Page:
After executing this command, a total of 100,000 query statements are generated. Each query statement randomly selects one device from among the 1,000 devices under the cpu metric and selects a one-hour time interval within the range from 2022-07-25T00:00:00Z to 2022-07-28T00:00:00Z as the query condition.

3.4.4 Executing Queries

cat iotdb-queries.txt | bin/tsbs_run_queries_iotdb \
--host="172.31.8.255" --port="6667" --user="root" --password="root" \
--workers=100 --print-responses=false --use-groupby=true

host: The address where IoTDB server is deployed. In this document, it is assumed to be 172.31.8.255.
port: The port on which IoTDB server is deployed, with the default value of 6667.
user: The username for connecting to IoTDB, with the default value of root.
password: The password for connecting to IoTDB, with the default value of root.
workers: The number of concurrent client workers.
print-responses: Whether to print query results.
use-groupby: Whether to use IoTDB GroupBy RPC interface.

To allow JIT to perform code compilation warming-up better, the above test statements can be executed three times with a 30-second interval between each execution.

4. Performance Test Results and Analysis

4.1 Test Results

The following figures show benchANT's test rankings in the time series scenario. It is evident that IoTDB excels in read, write, and storage performance in both Small Scaling and xSmall Scaling environments, significantly outperforming other database products.

Test rankings in the Small Scaling environment:

benchANT small-20230928-isos.png

Test rankings in the xSmall Scaling environment:

benchANT xsmall-20230928-ocug.png

Write Throughput: This metric represents the number of data points processed per unit of time, indicating higher database write performance. In the Small Scaling environment, IoTDB achieves a write throughput of 3,636,312 ops, surpassing InfluxDB by 6.9 times, TimescaleDB by 2.3 times, and QuestDB by 1.4 times. In the xSmall Scaling environment, IoTDB's write throughput is 1,426,490 ops, exceeding InfluxDB by 5.4 times, TimescaleDB by 1.1 times, and QuestDB by 2.8 times.

Dataset extract:
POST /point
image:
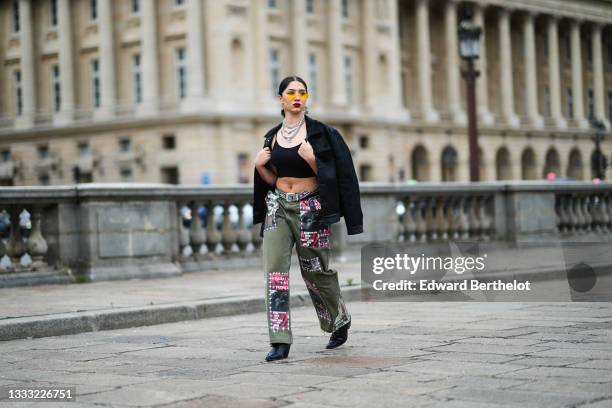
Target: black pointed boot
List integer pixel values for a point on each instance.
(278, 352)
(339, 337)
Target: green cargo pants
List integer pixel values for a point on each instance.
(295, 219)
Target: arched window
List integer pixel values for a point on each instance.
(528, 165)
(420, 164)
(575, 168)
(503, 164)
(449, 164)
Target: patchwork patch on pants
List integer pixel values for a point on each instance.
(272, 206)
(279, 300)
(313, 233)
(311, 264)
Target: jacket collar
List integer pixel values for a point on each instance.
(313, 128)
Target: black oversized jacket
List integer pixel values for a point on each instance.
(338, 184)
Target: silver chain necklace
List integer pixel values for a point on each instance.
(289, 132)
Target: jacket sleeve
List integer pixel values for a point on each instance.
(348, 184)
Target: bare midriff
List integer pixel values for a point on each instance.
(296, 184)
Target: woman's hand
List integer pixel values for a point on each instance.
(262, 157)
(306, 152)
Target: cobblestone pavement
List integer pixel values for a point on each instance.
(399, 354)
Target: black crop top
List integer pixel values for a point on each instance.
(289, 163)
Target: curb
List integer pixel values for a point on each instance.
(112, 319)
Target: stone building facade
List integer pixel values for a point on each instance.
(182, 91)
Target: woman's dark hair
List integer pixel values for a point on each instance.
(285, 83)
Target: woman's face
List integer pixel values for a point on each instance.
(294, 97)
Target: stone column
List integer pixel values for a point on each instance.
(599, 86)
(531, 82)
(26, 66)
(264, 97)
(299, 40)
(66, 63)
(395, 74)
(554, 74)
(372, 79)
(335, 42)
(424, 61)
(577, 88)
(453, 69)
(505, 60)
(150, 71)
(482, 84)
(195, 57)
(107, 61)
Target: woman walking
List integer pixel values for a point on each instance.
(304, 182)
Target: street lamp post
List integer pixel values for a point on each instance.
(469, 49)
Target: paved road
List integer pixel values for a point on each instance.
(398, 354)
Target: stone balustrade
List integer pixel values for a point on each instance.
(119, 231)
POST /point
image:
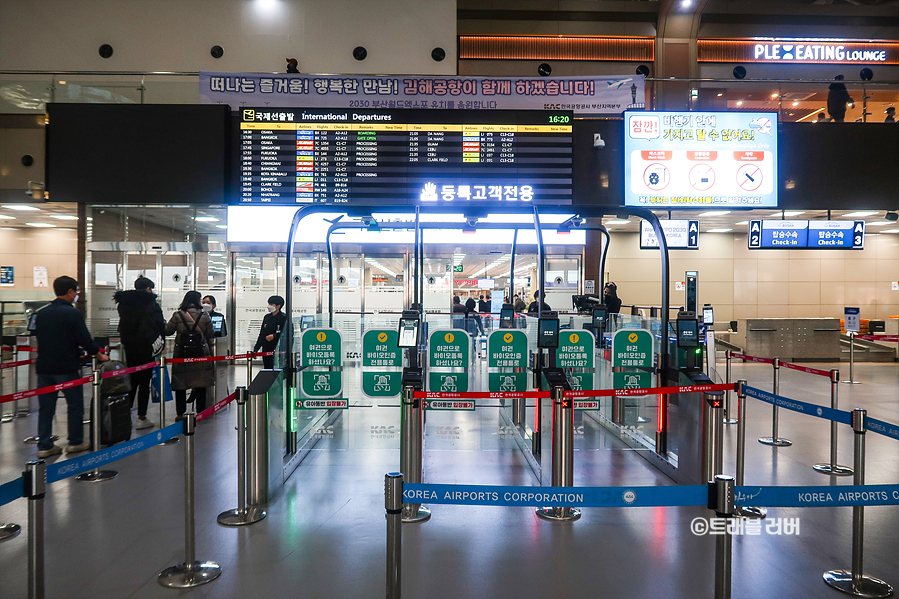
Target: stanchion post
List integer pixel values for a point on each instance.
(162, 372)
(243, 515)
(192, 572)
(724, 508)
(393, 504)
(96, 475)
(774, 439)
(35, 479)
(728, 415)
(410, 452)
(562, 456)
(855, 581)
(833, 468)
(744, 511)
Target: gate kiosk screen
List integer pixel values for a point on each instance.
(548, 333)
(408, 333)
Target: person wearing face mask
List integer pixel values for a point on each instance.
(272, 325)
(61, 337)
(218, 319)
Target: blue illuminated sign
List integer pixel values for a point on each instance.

Task to complete: Please answer from the IoTDB benchmark text: what write throughput does IoTDB reach in the Small Scaling environment?

Task solution: 3,636,312 ops.